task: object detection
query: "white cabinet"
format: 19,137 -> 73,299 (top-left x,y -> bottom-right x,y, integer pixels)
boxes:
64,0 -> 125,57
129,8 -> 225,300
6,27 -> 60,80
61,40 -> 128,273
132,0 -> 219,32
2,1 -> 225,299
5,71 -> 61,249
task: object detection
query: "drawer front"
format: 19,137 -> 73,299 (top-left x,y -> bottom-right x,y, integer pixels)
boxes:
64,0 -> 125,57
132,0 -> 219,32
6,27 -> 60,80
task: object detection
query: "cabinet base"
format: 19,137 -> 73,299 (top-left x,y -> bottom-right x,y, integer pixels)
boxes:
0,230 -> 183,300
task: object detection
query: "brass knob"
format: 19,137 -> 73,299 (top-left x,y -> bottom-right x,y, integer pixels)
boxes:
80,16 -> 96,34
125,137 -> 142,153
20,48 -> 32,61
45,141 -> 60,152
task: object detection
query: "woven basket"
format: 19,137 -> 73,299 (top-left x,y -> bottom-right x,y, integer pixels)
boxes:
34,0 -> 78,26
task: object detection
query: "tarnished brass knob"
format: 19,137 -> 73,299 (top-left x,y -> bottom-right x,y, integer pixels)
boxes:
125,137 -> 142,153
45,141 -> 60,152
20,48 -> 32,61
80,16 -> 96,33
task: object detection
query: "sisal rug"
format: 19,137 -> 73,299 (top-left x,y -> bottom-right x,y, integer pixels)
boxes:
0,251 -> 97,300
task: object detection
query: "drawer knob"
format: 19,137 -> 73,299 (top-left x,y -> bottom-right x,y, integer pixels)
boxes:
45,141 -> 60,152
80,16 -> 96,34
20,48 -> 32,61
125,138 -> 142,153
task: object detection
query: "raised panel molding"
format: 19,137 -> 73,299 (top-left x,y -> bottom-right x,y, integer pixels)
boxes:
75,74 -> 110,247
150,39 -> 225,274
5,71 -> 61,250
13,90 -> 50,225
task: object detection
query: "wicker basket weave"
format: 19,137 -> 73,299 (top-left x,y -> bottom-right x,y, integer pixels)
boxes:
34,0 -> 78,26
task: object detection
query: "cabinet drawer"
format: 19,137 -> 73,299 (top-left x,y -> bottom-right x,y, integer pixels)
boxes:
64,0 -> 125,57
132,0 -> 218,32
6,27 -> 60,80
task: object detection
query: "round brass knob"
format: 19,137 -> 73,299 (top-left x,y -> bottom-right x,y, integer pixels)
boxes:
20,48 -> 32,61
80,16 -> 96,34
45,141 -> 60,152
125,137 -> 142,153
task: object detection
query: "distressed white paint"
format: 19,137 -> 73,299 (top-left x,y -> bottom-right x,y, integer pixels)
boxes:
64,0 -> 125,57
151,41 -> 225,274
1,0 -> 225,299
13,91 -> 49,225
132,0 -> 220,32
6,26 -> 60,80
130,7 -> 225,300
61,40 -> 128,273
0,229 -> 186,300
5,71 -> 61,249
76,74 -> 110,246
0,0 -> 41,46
_____
The full listing must be retyped precisely, with no line left out.

task: object detection
query: "white cabinet"
format: 19,137 -> 73,299 (top-left x,y -> bottom-right x,y, integer pixels)
boxes:
64,0 -> 125,57
129,8 -> 225,300
6,27 -> 60,80
61,40 -> 128,273
132,0 -> 219,32
2,1 -> 225,299
5,71 -> 61,249
task: object detection
query: "drawer front"
format: 19,137 -> 73,299 (top-left x,y -> bottom-right x,y, integer pixels)
boxes:
64,0 -> 125,57
132,0 -> 219,32
6,27 -> 60,80
task: object detection
query: "cabinet base"
format: 19,137 -> 73,299 (top-left x,y -> bottom-right x,y, integer pixels)
boxes:
0,230 -> 183,300
task: object detection
query: "brass knob"
format: 19,137 -> 73,299 (top-left x,y -> bottom-right x,y, integer pixels)
boxes:
80,16 -> 96,34
125,137 -> 142,153
20,48 -> 32,61
45,141 -> 60,152
task: object detection
query: "woven basket"
format: 19,137 -> 73,299 (top-left x,y -> bottom-right x,y, integer pixels)
boxes:
34,0 -> 78,26
task: object detection
query: "tarnished brass knob"
format: 19,137 -> 73,299 (top-left x,y -> bottom-right x,y, integer pixels)
boxes:
125,137 -> 142,153
45,141 -> 60,152
20,48 -> 32,61
80,16 -> 96,33
task: object detection
query: "sisal rug"
format: 19,137 -> 73,299 (top-left x,y -> bottom-right x,y, integer pixels)
boxes:
0,251 -> 97,300
task: object detection
query: "drawer knob"
format: 19,137 -> 73,299 (top-left x,y -> bottom-right x,y, integer pixels)
boxes:
45,141 -> 60,152
80,16 -> 96,34
20,48 -> 32,61
125,138 -> 142,153
task: object detection
query: "raised panel molding"
format: 19,137 -> 73,299 (top-left x,y -> bottom-right x,y, integer pixels)
boxes:
75,74 -> 110,247
150,39 -> 225,274
5,71 -> 61,250
13,90 -> 50,225
task: object detection
query: "wicker basket weave"
format: 19,137 -> 73,299 (top-left x,y -> bottom-right x,y, integer pixels)
boxes:
34,0 -> 78,26
task: object detection
query: "cabinet drawer"
format: 19,137 -> 73,299 (top-left x,y -> bottom-right x,y, integer pixels)
boxes:
64,0 -> 125,57
132,0 -> 218,32
6,27 -> 60,80
task: object detection
query: "round brass knob"
format: 19,137 -> 73,299 (top-left x,y -> bottom-right x,y, integer pixels)
boxes:
20,48 -> 32,61
80,16 -> 96,34
45,141 -> 60,152
125,137 -> 142,153
task: object detection
query: "distressed white paint"
format: 19,137 -> 73,299 (top-left x,y -> bottom-right x,y, integer pixels)
boxes:
64,0 -> 125,57
151,41 -> 225,274
1,0 -> 225,299
13,91 -> 49,225
132,0 -> 220,32
6,26 -> 60,80
130,7 -> 225,300
61,40 -> 128,273
0,229 -> 186,300
5,71 -> 61,249
76,74 -> 110,246
0,0 -> 41,46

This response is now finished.